* **TASK STATEMENT**:
Leaving out the pictures, transcribe all of the records faithfully.

══ MATERIAL TO PROCESS ══

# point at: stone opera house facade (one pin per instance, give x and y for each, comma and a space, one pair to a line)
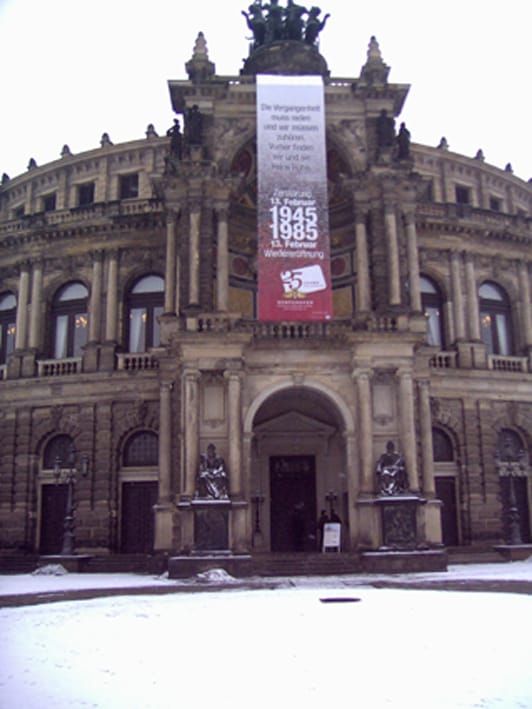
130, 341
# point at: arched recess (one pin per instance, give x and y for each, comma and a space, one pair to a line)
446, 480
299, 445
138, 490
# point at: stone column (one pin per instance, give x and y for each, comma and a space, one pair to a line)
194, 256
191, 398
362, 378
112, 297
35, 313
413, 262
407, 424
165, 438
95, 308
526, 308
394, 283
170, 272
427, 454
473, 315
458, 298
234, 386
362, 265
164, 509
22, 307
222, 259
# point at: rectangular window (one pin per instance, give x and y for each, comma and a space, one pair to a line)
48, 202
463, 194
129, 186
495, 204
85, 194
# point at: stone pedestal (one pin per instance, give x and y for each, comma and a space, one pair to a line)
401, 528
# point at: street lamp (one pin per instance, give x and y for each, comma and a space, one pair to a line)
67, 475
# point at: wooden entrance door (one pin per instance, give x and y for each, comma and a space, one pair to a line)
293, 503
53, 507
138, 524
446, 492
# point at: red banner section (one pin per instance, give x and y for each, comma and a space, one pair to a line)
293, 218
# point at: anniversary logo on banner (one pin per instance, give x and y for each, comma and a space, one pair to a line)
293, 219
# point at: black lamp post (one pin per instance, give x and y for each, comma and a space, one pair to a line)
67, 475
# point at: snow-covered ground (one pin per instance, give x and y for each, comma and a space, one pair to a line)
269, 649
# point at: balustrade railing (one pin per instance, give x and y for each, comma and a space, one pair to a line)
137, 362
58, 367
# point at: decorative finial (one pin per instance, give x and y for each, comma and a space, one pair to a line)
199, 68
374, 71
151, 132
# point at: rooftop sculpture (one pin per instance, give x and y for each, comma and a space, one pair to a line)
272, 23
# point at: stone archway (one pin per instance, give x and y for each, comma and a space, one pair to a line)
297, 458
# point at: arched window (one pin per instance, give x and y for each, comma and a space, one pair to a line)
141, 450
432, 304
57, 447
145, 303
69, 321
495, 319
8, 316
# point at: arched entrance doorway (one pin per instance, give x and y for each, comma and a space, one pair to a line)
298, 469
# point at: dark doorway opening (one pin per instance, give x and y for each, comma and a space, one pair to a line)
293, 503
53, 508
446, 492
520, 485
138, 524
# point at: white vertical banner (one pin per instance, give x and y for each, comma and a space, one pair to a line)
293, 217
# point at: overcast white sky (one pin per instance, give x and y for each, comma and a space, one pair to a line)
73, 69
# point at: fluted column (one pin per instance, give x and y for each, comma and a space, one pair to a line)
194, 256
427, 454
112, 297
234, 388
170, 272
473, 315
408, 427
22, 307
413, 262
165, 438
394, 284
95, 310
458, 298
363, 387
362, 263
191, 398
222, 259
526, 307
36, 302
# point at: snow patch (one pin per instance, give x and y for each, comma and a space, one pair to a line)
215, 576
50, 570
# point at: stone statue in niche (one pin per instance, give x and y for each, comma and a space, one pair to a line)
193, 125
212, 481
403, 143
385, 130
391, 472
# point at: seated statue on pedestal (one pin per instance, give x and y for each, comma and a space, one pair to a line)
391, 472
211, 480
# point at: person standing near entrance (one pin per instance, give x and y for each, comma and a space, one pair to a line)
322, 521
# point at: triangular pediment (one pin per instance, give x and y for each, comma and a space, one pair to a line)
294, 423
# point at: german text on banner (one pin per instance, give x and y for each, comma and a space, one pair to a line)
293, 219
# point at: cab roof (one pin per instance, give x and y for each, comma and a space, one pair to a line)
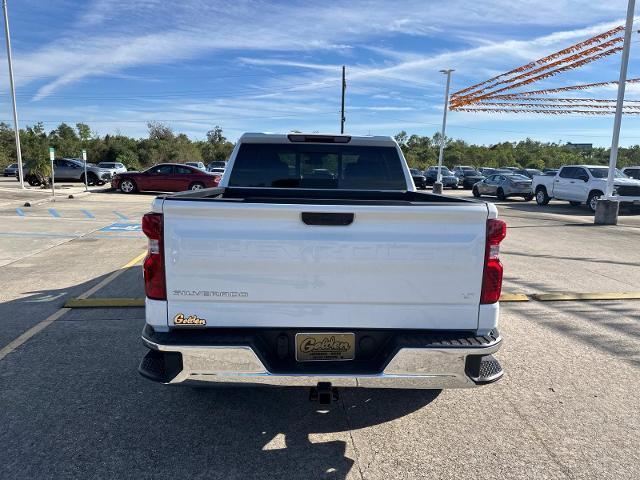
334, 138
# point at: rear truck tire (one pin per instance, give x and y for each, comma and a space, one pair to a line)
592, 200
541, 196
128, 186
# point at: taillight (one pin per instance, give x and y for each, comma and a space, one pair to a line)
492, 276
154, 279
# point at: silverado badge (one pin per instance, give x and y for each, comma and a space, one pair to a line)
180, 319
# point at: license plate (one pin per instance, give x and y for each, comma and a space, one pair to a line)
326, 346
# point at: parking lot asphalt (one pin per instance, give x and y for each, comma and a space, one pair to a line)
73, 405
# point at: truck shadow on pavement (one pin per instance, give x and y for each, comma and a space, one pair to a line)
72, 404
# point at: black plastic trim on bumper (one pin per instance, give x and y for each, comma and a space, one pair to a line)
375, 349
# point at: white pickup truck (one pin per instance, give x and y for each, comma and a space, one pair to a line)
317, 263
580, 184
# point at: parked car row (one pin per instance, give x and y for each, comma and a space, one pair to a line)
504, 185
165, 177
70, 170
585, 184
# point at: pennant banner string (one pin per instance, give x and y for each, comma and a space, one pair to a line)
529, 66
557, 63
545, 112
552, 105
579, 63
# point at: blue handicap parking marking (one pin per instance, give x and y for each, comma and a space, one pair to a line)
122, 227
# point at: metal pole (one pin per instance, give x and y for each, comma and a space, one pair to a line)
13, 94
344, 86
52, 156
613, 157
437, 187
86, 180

═══

* **FULL OUTPUT**:
# point at: stone opera house facade (one pin per instance, give x and y for each, comma and a space, one pair to a line)
130, 341
# point at: arched recess (one pin per instance, give x and y for each, comma and a space, one pair to a line)
446, 480
299, 445
138, 490
# point at: stone column (one pin per instance, give x and y for each, comma and a space, one pair to a line)
194, 256
191, 398
362, 378
112, 297
35, 313
413, 262
407, 424
165, 438
95, 308
526, 308
394, 283
170, 272
427, 454
473, 315
458, 298
234, 386
362, 265
164, 509
22, 307
222, 259
# point at: rectangular window (one pin per instance, give x and y for each, comma and a space, one pair to a line)
48, 202
463, 194
129, 186
495, 204
85, 194
# point at: stone pedestal (one pin per instance, give x and y for each, comma and a space, one pair to a line)
401, 528
# point at: street lamp (one pin per instance, give x and y for each, comma and a space, one pair to a line)
67, 475
# point at: wooden entrance door (one pin per instance, give x and y for each, comma and a space, one pair to a line)
293, 503
53, 507
138, 524
446, 492
# point at: red banner section (one pin per instance, give x and y for each, comma and a space, one pair to a line)
293, 218
# point at: anniversary logo on banner (one pin per instance, give x and y for each, comma and a space, one pair to a line)
293, 219
# point at: black lamp post (one pin per instance, give x and y for each, comma and a space, one pair to a line)
67, 475
# point at: snow-covered ground (one pin per instance, give x and y for each, comma and a space, one pair to a line)
269, 649
# point at: balustrade railing (one pin per instance, give x and y for each, comma and a space, one pair to a line)
137, 362
58, 367
# point at: decorative finial (one pin per instance, give x and y for each, comma and a space, one pair to a line)
199, 68
374, 71
151, 132
# point at: rooftop sculpture (one pin per instance, give x and y for each, comma and a space, one pair to a line)
272, 23
# point at: stone archway (one pin per instance, give x and y for each, comma and a space, one pair to a line)
297, 458
# point at: arched window (one pin per instance, give x and y for each, comma and a space, one pair to a line)
141, 450
432, 304
57, 447
145, 303
69, 321
495, 319
8, 316
# point at: arched entrance doorway (one pin per instance, give x and y for each, comma and a space, one pair to a line)
298, 469
# point at: dark doorway opening (one pin per instance, give x and y for each, comma and a space, one pair to a line)
293, 503
53, 508
446, 492
520, 485
138, 524
# point at: white vertical banner (one pin per instance, give x and y for each, comma and a space, one pair to a line)
293, 217
# point at: overcast white sky (one pin per instance, give x and y for each, comma and a space, one pair to a line)
73, 69
# point at: fluted column (one pin per instance, give x and y for each, comma and a space, one pair to a line)
194, 256
427, 454
112, 297
234, 388
170, 272
473, 315
408, 427
22, 307
413, 262
165, 438
394, 284
95, 310
458, 298
363, 387
362, 263
191, 398
222, 259
526, 307
36, 302
# point at: snow patch (one pin per instance, give x and y for each, comma and a space, one pair to a line)
215, 576
50, 570
# point at: stone statue in niche (one pin per instance, give x and y for each, comma and a space, one pair to a line)
193, 125
212, 481
403, 143
385, 130
391, 472
# point at: seated statue on pedestal (one pin per instance, give x and y for each, comma and a space, one pair to a line)
391, 472
211, 480
# point at: person standing near entrance (one pin per instance, give x and y for each, comma and a space, one pair to a line)
322, 521
# point at: triangular pediment (one pin per instance, give x and y for each, comma and a space, one pair to a line)
294, 423
# point at: german text on banner (one pin per instance, give x and y for each, comma and a space, one pair to a line)
293, 219
# point at: cab roof (one pin per instance, give x and y for each, comma and a space, one pair to a line)
334, 138
# point at: rear truck tire (one pin per instance, give x and y for each, comma and a space, one pair to a line)
592, 200
541, 196
128, 186
# point at: taillight (one pin per instance, give x and y for each, comma and a space, one pair to a line)
492, 276
154, 279
# point at: silverado badge (one pin per instance, give x and y for each, comma and a space, one pair to a line)
180, 319
# point at: license plate (one pin per instance, give x and y for each, comma and a space, one pair to a line)
326, 346
# point at: parking lot asphalt (one pin per instance, give x and y for each, comma and a space, one pair to a line)
73, 405
# point at: truck shadow on pavement (one pin per instance, give x and y for each, comma and a space, one pair to a line)
72, 404
# point at: black plastic trim on bumper (one pin per instance, give x and y for each, comma and a space, one pair to a line)
375, 349
# point at: white pickup truck (one pin per instance, give x and y for each, comma and a space, one pair to a line)
317, 263
580, 184
# point at: parked car row (one pin per instance, give x and y for each, comma and a space, one pair to a line)
504, 185
165, 177
70, 170
585, 184
# point at: pennant banner string (one pin per instance, give x and y for each, comma and a space, one pair to a line)
529, 66
557, 63
545, 112
552, 105
579, 63
# point at: blue handicap parking marking (one pin per instance, give x and y for each, comma and a space, one pair to a line)
122, 227
# point at: metal pole (one pin per instance, give x and y for each, comma and a space, one pair to a line)
13, 94
344, 86
52, 156
613, 157
437, 187
86, 180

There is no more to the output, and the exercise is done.